** Data for analysis follows **

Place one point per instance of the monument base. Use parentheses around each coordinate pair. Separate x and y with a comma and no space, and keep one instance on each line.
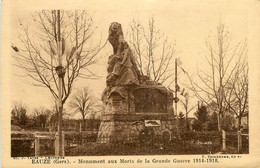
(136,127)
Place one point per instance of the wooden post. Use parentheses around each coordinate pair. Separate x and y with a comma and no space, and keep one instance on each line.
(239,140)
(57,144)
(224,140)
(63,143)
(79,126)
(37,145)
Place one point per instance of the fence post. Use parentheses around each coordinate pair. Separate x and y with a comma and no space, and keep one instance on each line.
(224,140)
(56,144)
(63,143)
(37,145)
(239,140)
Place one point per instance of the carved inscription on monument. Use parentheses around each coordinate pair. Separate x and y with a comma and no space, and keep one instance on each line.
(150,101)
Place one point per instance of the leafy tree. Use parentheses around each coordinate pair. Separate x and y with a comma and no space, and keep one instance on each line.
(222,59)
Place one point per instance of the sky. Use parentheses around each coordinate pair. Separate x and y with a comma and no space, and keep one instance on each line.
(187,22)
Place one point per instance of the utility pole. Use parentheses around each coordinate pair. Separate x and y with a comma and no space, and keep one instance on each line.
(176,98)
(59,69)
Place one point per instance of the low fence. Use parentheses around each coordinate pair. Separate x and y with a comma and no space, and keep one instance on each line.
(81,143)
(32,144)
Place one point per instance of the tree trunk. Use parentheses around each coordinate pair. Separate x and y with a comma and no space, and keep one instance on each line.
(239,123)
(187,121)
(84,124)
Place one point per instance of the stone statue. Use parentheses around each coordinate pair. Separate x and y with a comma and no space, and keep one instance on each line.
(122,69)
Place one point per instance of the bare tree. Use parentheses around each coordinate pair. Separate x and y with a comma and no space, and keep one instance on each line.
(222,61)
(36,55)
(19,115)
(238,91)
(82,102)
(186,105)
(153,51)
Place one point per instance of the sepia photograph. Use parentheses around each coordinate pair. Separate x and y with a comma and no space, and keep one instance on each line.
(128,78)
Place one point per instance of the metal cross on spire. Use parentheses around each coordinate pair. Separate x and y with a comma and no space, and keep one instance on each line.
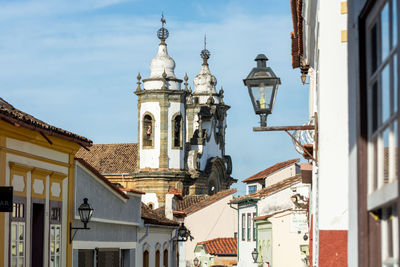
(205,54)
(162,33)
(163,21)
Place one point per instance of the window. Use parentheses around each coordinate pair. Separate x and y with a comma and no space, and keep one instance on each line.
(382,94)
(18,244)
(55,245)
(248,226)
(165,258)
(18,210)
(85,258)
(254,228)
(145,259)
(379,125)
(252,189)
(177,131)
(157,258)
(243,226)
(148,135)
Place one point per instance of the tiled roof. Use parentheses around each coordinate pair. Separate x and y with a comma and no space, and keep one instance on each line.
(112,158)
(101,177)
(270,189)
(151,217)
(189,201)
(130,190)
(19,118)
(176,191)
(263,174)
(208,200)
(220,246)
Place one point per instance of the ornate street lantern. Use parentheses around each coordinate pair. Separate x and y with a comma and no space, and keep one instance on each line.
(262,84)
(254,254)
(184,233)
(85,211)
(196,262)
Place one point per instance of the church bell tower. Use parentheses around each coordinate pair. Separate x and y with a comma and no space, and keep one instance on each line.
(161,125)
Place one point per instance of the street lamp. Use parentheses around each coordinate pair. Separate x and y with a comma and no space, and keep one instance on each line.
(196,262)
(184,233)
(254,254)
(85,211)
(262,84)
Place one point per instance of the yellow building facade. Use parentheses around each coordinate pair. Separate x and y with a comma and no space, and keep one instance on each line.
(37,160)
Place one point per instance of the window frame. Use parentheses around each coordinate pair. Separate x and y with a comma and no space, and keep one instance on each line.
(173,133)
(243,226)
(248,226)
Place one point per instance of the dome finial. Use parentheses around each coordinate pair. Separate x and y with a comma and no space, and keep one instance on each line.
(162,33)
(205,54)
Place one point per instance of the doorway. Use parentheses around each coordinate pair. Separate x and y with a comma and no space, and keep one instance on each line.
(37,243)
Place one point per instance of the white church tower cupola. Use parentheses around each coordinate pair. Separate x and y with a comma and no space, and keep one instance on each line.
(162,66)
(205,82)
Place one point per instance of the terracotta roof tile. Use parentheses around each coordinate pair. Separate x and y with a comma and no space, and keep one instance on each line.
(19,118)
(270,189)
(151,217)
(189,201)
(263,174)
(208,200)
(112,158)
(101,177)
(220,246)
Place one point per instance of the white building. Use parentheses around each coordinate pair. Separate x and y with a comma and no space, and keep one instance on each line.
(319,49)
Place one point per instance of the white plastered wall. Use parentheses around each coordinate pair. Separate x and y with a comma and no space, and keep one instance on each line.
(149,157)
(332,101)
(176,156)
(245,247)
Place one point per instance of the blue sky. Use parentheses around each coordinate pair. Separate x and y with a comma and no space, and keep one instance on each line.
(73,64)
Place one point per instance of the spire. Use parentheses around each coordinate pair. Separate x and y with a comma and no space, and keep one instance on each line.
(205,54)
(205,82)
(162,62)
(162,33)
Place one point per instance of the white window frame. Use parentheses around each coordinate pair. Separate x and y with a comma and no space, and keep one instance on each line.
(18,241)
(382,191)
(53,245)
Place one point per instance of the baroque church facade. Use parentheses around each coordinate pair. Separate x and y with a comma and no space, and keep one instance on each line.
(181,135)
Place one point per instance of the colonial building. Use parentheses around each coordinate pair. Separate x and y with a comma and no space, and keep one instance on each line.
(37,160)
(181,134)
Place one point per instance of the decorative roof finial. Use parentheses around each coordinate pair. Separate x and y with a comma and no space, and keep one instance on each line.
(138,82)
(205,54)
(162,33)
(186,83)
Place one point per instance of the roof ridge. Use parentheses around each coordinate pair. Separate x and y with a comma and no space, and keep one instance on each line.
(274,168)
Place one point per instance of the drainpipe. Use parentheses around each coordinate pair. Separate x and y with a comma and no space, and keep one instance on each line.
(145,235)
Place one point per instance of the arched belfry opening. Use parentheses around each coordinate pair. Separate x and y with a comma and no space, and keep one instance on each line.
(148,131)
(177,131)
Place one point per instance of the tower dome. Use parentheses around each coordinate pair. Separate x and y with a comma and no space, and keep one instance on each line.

** End of Data for analysis **

» **What the task requires**
Omit all pictures and repeat the rest of the records verbatim.

» **Solution to this problem**
Place one point per instance of the monument base. Use parentheses around each coordinate pair. Separate x and y with a comma and no space, and keep one instance on each line.
(136,127)
Place one point per instance of the wooden post. Use parentheses around each coordinate pair. Separate x and y with a comma and no space, and keep one instance on each line.
(239,140)
(57,144)
(224,140)
(63,143)
(79,126)
(37,145)
Place one point per instance of the fence post. Use parentheses around each coordinate pair. Separate x and y with a comma and no space, and keep one instance on each line.
(224,140)
(56,144)
(63,143)
(37,145)
(239,140)
Place one point per instance of the carved inscription on monument. Use parentheses around each coordinate pair. Separate x and y with a comma and no space, and keep one instance on each line.
(150,101)
Place one point per instance of the leafy tree. Use parentheses around each coordinate pair. Separate x and y with a comma and no space, and keep one instance on each line.
(222,59)
Place one point per instance of the sky. Use parentheses around each coordinate pair. Separate x and y with a comma and no space, and keep one instance on each line.
(187,22)
Place one point per instance of the utility pole. Use parentheses around each coordinate pair. Separate x and y with a comma and no space, and keep one instance on each line.
(176,98)
(59,69)
Place one point per instance of the low fence. Use parentheses around each coordinate pair. Separate x and y with a comma and no space, and keep one instance on each line.
(81,143)
(32,144)
Place one point per instance of the tree trunk. Use parentheses around each coordinate pair. Separate x and y with a comma and no space, and keep one instance on each line.
(239,123)
(187,121)
(84,124)
Place one point per instance of the stone statue. Use parentheses around each coordinate pair. Separate x and y with a comma and no space, and keep one instance on each line.
(122,69)
Place one point per instance of the bare tree. Use parentheses around each coordinate pair. Separate x and y with a comma and no space, and keep one instance on each line.
(222,61)
(36,55)
(19,115)
(238,91)
(82,102)
(186,105)
(153,51)
Place one point per instance of the sepia photograph. Use parentheses around each coordinate pair. Separate x and y with a comma and no space, and keep one instance on each line.
(128,78)
Place one point per instance of the metal cross on spire. Use parentheses around each coordinate pair. Separate x and y with a comma and no space, and keep one instance on each line.
(205,54)
(162,33)
(163,21)
Place one point per instance of the window. Use parentheses around each coordinate pair. Separate x and y with a comma and no space, and keep one instance on each line.
(382,94)
(18,244)
(55,245)
(248,226)
(165,258)
(18,210)
(85,258)
(254,228)
(145,259)
(379,125)
(252,189)
(177,131)
(157,258)
(243,226)
(148,135)
Place one point per instance of the tiled roof. Use parentheses around each coordinate pair. Separate x and y with a comma and no space, and keep one instance on each line.
(112,158)
(101,177)
(270,189)
(151,217)
(189,201)
(130,190)
(19,118)
(176,191)
(263,174)
(208,200)
(220,246)
Place one point per instance of the ornate street lantern. Use parentheses around each coordinate pair. Separate x and y with a comma and no space, and keep one instance on each line.
(262,84)
(254,254)
(184,233)
(85,211)
(196,262)
Place one point per instance of the church bell tower. Use parentheses around each coordinate pair. Separate x and y with a comma and no space, and keep one instance on each line.
(161,125)
Place one point per instance of the street lamp. Use parentheses around each coordinate pair. Separate x and y with a comma and no space, and keep one instance on each line.
(196,262)
(184,233)
(254,254)
(85,211)
(262,84)
Place one point per instance of the yellow building facade. Use parentheses around each coordinate pair. Separate x and y with a comma and no space, and keep one instance on each line.
(37,160)
Place one point per instance of the window frame. Use parentheses around each coordinate pair. Separate x and y with a comma and no space, and keep one instance on each line.
(173,133)
(243,226)
(248,226)
Place one point per instance of the dome finial. Use parentheses around each coordinate pair. Separate x and y with a comma and no space, and keep one instance on each line.
(162,33)
(205,54)
Place one point per instance of the doorway. Use parentheses around each coordinate pair. Separate x and y with a comma and no space, and keep one instance on each line.
(37,243)
Place one point per instance of the white church tower cupola. Use parentheses around each coordinate pair. Separate x and y with a comma and no space, and keep one instance on each line.
(162,66)
(205,82)
Place one point per instance of the terracotta roof tile. Use parentheses around each coordinate pair. Separate x and y with a comma and no space, and keep one instance on each line.
(19,118)
(270,189)
(151,217)
(189,201)
(263,174)
(208,200)
(112,158)
(101,177)
(220,246)
Place one point per instance of the white building. Use parentheses around each coordinate pair. Separate x and y with a comma and no space, and keep one instance on each line.
(319,49)
Place one point per instance of the white plastered wall. Use parentheses around each coordinate pair. Separate x and y with a comma and no space, and keep one instance on each line.
(149,157)
(332,101)
(176,156)
(245,247)
Place one point per instance of the blue sky. Use parentheses around each coordinate pair. Separate x and y with a comma and no space, and keep one instance on each line.
(73,64)
Place one point per instance of the spire. Use parentheses around each coordinate pair. Separate x and y with a comma and no space, and keep one instance on each line.
(205,54)
(205,82)
(162,62)
(162,33)
Place one point per instance of the white window frame. Use parentheses around each coordinate pair. Separate x and y with a comma and no space, and keep one instance on each line.
(18,241)
(382,191)
(53,245)
Place one point per instance of the baroque church facade. Use parentheses around each coordinate pair. Separate x and y with a comma and no space, and keep one instance on each line.
(181,135)
Place one point per instance of the colonial building. Use parentheses around each coordinate pair. Separate x and y with a comma and no space, and keep one instance on each line.
(37,160)
(181,134)
Place one point per instance of the decorative roof finial. Use parentheses around each coordinate pair. Separate x and y with a comma and no space, and keep one instance on each line.
(138,82)
(205,54)
(162,33)
(186,83)
Place one point per instance of the roof ridge. Use parentheses around each coordinate pair. Separate x and y with a comma and no space, and keep one instance on each line.
(274,168)
Place one point per instance of the drainpipe. Use parentheses around each coordinate pair. Separate x and y with a comma and no space, and keep one instance on each line.
(145,235)
Place one point per instance of the arched belfry opening. Use parentheses around each coordinate pair. Separate x and y with a comma and no space, and keep one instance on each line.
(148,131)
(177,131)
Place one point per instance of the tower dome. Use parentheses around each coordinate pair. Separate x and y with a comma and no space, and keep one instance on each line.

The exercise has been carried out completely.